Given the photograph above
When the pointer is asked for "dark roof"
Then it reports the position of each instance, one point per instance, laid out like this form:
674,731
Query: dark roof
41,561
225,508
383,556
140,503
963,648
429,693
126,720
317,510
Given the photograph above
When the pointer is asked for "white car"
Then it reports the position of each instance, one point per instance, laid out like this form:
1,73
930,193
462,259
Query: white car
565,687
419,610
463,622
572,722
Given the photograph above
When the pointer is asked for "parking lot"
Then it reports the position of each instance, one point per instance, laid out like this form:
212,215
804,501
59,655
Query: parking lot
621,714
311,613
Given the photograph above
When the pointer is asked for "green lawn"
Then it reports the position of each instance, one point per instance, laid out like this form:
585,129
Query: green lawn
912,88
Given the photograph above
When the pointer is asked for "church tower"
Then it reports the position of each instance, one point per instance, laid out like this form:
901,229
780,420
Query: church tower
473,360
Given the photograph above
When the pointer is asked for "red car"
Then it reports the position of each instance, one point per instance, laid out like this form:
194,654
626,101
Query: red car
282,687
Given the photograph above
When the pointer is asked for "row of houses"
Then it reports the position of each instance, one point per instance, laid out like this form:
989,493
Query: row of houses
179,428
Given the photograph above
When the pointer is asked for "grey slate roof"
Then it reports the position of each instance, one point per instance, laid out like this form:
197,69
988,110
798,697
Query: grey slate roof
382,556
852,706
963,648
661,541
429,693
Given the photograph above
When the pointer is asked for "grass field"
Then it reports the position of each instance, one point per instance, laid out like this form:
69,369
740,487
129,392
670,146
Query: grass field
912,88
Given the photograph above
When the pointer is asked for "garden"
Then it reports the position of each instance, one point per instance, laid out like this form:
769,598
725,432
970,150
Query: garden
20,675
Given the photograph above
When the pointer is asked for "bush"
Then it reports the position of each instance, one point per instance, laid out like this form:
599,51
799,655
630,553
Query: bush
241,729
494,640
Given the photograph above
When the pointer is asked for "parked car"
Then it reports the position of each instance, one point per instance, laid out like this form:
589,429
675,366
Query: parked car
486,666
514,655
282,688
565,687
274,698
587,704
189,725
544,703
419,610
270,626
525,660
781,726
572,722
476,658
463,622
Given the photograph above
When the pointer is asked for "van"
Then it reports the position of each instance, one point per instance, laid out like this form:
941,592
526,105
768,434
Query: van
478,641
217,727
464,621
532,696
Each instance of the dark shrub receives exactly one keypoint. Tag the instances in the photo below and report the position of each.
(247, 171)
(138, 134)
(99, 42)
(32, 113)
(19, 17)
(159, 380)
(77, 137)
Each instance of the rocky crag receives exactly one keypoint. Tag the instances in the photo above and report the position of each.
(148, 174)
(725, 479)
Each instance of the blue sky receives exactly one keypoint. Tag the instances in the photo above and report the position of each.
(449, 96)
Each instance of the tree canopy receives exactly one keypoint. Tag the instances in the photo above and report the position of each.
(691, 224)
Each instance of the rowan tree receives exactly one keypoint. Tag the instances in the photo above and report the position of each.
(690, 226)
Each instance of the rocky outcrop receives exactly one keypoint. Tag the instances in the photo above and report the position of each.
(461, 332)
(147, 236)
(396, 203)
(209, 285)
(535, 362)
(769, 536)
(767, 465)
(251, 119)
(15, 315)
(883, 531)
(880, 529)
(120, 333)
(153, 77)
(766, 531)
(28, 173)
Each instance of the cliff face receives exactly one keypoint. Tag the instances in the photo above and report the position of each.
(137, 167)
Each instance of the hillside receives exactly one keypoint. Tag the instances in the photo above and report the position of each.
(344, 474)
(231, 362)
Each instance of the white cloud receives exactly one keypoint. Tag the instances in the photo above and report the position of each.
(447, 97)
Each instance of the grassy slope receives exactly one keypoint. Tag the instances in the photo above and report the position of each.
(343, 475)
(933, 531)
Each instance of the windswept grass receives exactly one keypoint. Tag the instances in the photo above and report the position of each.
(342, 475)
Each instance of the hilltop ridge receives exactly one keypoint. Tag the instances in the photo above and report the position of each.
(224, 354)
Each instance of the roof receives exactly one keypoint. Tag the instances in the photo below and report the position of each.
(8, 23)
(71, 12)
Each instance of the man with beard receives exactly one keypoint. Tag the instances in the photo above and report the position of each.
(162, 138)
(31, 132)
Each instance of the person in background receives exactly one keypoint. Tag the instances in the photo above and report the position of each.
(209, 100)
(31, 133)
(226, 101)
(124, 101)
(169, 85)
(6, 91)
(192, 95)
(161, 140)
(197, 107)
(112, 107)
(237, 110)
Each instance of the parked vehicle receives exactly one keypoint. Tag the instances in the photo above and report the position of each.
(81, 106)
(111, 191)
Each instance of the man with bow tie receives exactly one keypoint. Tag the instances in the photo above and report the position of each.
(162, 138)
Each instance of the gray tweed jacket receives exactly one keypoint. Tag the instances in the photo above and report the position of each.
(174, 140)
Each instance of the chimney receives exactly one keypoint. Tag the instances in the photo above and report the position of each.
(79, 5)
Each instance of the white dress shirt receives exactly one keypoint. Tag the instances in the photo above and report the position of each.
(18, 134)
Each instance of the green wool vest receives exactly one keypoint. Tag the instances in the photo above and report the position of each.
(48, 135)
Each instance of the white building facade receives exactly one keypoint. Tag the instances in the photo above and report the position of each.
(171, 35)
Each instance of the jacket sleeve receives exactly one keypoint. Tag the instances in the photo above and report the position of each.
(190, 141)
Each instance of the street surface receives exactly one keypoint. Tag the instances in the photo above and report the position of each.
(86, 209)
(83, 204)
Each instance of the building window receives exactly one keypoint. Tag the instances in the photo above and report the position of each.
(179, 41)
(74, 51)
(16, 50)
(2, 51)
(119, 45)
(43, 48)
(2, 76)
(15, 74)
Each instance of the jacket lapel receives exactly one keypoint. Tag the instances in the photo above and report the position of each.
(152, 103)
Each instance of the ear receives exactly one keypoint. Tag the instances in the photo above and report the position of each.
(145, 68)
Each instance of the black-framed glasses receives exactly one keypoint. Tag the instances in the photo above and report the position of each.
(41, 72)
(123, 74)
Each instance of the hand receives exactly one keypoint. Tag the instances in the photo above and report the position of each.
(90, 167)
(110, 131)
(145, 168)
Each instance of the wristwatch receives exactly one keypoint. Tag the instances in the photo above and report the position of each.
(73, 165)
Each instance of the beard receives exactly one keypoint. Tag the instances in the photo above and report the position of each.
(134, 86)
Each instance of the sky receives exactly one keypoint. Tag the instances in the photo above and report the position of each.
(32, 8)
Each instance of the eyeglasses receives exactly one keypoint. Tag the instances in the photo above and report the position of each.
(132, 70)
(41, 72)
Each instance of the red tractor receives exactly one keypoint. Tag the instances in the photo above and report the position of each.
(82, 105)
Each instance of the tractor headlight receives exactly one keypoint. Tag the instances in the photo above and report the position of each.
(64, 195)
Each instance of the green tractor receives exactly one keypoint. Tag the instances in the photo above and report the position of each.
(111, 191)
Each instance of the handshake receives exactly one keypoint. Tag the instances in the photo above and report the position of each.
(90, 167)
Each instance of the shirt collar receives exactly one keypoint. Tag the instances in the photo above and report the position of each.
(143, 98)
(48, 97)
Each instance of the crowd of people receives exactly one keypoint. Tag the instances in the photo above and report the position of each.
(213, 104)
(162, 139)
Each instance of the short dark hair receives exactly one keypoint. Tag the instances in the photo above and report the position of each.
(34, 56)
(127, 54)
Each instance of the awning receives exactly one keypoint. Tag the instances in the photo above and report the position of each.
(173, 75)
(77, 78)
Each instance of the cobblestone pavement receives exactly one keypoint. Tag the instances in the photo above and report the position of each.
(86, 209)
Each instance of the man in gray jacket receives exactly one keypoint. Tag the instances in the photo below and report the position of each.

————

→ WORK REQUEST:
Every line above should be duplicated exactly as it stands.

→ ANSWER SPACE:
Given the photograph above
When the pointer is asked for "dark roof"
Then it reports the position of each instance, one point per instance, laid out like this form:
674,731
Query: dark roof
41,561
225,508
383,556
140,503
963,648
429,693
126,720
317,510
Given the photograph above
When the pointer is asked for "white car"
Then it reports the position of each instance, one point per instance, laid out like this form:
1,73
930,193
462,259
Query: white car
565,687
419,610
463,622
572,722
Given the photograph above
When the pointer is asked for "parking lot"
Then it reports the position of each instance, one point per instance, laid out like this form:
212,215
804,501
59,655
Query: parking lot
621,714
311,613
Given the photograph above
When the pointer is asked for "green lawn"
Then it reports the position of each instance, one point per instance, laid out like this form:
585,129
Query: green lawn
912,88
Given the photograph above
When the pointer is asked for "church tower"
Then it reports the position of each instance, one point per instance, laid out like this form:
901,229
780,420
Query: church tower
473,360
Given the photograph above
When the pointer is asked for "red car"
Then it reports the position of each instance, one point per instance, laid out like this form:
194,654
626,101
Query: red car
282,687
Given the photograph above
When the pointer is asked for "row of houses"
Then it reports the position of each instance, one point per instance, laid out like this form:
989,493
Query: row of houses
179,428
Given the photograph above
When the pointer is asked for "grey slate roof"
Then it reports the position of each instance, one point per instance, laid out like this form:
197,69
988,110
798,697
Query: grey slate roof
382,556
852,706
963,648
661,541
429,693
Given the photograph above
When the pointer is asked for "grass field"
Then it reports the position of each instance, one point per instance, laid out like this form:
69,369
740,487
129,392
670,146
Query: grass field
912,88
Given the photograph above
When the pointer is asked for "garden"
Then it reports the position of each instance, one point per instance, laid out like this form:
769,598
725,432
970,150
Query: garden
20,675
Given the photograph above
When the pointer is asked for "bush"
Then it reports the position of each instance, one point per instance, laid out like this form:
599,51
799,655
630,553
Query: bush
241,729
494,640
Given the photograph above
When the pointer is asked for "parked car"
Then it reports the position of each instance, one point per instance, laid out like this form:
589,429
675,366
Query: parked car
486,666
514,655
282,688
565,687
274,698
587,704
189,725
544,703
419,610
270,626
525,660
781,726
572,722
476,658
463,622
Given the photograph above
When the pointer is asked for "van"
Then it reports the position of each instance, one point per instance, laid out like this form:
941,592
526,105
768,434
Query: van
478,641
217,727
464,621
532,696
Each instance of the dark shrub receives exactly one keypoint. Tag the instances in the photo below and report the position of each.
(247, 171)
(138, 134)
(99, 42)
(32, 113)
(19, 17)
(159, 380)
(77, 137)
Each instance of the rocky crag receives exactly one keypoint. Tag the instances in the photo above and report the position of each.
(148, 174)
(725, 479)
Each instance of the blue sky receives exactly one keypoint. Tag the instances in the photo above and report the position of each.
(449, 96)
Each instance of the tree canopy receives exactly one keypoint. Tag the instances in the photo above and report the position of each.
(691, 224)
Each instance of the rowan tree receives exactly one keypoint. Tag the instances in the photo above and report the position of each.
(690, 226)
Each instance of the rocky outcrop receives exactly one keypoint. Tag the instances in the photo above and report the position of each.
(461, 332)
(147, 236)
(396, 203)
(209, 285)
(535, 362)
(769, 536)
(767, 465)
(251, 119)
(15, 315)
(883, 531)
(880, 529)
(120, 333)
(153, 77)
(766, 531)
(28, 173)
Each instance of the cliff face receives exactly one keypoint. Tag the instances in the photo above and report the position of each.
(137, 167)
Each instance of the hillside receives exactly one keypoint. Tag the instances in the photo above and report the position of each.
(344, 474)
(231, 362)
Each instance of the white cloud receives exactly one keypoint. Tag the instances in the photo above and report the position of each.
(447, 97)
Each instance of the grassy slope receives exactly one keypoint. Tag the instances in the photo above and report the position of each.
(343, 475)
(933, 531)
Each instance of the windswept grass receives exactly one keypoint. Tag the instances in the photo above and report the position of each.
(342, 475)
Each instance of the hilltop ridge receives exactly one keypoint. Tag the instances in the photo above and report the position of each.
(224, 354)
Each instance of the roof receives exactly one keypoint. Tag the instances in the photo below and report the position of each.
(8, 23)
(71, 12)
Each instance of the man with beard receives exactly one keypoint. Tag the instances in the photo above and report the position of each.
(162, 138)
(31, 132)
Each instance of the person in background receives exactly one keypoint. Tag the instances in the photo above and report the position of each.
(209, 100)
(31, 133)
(226, 101)
(124, 101)
(169, 85)
(6, 91)
(192, 95)
(161, 140)
(197, 107)
(112, 107)
(237, 110)
Each instance of the parked vehicle receives exactly one keypoint. Tag the instances in the photo above and report the position of each.
(81, 106)
(111, 191)
Each instance of the man with bow tie receives exactly one keypoint. Tag the instances in the photo above and report the position of each.
(162, 138)
Each instance of the gray tweed jacket receives exactly one keypoint. Tag the instances in the photo above and report the position of each.
(174, 140)
Each instance of the chimney receives exactly one keypoint. Tag the instances in the photo above and report the position of each.
(79, 5)
Each instance of the white dress shirt receives exactly one keypoint. Tag the instances in the photo above and report the position of each.
(18, 134)
Each instance of the green wool vest receives exactly one keypoint. Tag the instances in the photo above and report the position of each.
(48, 135)
Each instance of the white building facade receives exactly one keypoint. Tag the instances in the photo above and report the position of each.
(171, 35)
Each instance of the jacket sleeve receives exactly one keypoint. Tag the instances in the photo above and report the position of each.
(190, 141)
Each instance of the street surface receives exactly one keypoint. Tag the instances in the photo above and report the position of each.
(86, 209)
(83, 204)
Each instance of the building window receives exactly one keypoint. Tag the instances in the photo above and report the position of each.
(179, 41)
(74, 51)
(16, 50)
(2, 51)
(119, 45)
(43, 48)
(2, 76)
(15, 74)
Each instance of the jacket lapel receives exactly one keypoint. Tag the instances in the photo above and report the position of each.
(152, 103)
Each instance of the ear receives exactly one keypoint. Tag the instances in the photo above and report the position of each.
(145, 68)
Each instance of the black-framed glasses receives exactly one keypoint. Tag the instances in the photo above and report the position of each.
(41, 72)
(123, 74)
Each instance of the hand receives exactly one keypoint. Tag the instances in the photo above and report the position of each.
(90, 167)
(110, 131)
(145, 168)
Each instance of the wristwatch receives exactly one keypoint. Tag the instances in the photo above and report the position of each.
(73, 165)
Each instance of the beard receives exactly one keypoint. Tag the instances in the photo above and report the position of each.
(134, 86)
Each instance of the sky receives exactly one keypoint. Tag the instances in the photo above and report the position of each.
(32, 8)
Each instance of the eyeglasses receives exactly one keypoint. Tag the instances in the photo above and report the position of each.
(132, 70)
(41, 72)
Each instance of the red tractor receives exactly one keypoint. Tag the instances in the photo above and report the position of each.
(82, 105)
Each instance of the tractor headlight receives exactly one keypoint. Tag the instances in the photo above and report the position of each.
(64, 195)
Each instance of the green tractor receives exactly one keypoint. Tag the instances in the photo above and report the position of each.
(111, 191)
Each instance of the handshake receives exactly one keypoint. Tag the instances in the photo above and report the position of each.
(90, 167)
Each instance of the shirt collar receives exactly one keypoint. Tag the instances in the photo above and report the position of each.
(143, 98)
(48, 97)
Each instance of the crowd of people receives exactly one keypoint. Tag the instances in the photo above and report the position of each.
(213, 104)
(162, 139)
Each instance of the short dark hair receives exactly one keypoint. Tag the instances in the photo above and report the position of each.
(34, 56)
(127, 54)
Each instance of the awning receives exactly one keypoint. Tag the instances in the photo above and report the position of each.
(173, 75)
(77, 78)
Each instance of the cobblestone pavement receives exactly one keypoint. Tag the instances in the photo above and report the position of each.
(86, 209)
Each instance of the man in gray jacket receives exactly one keypoint. Tag the instances in the photo below and report the position of each.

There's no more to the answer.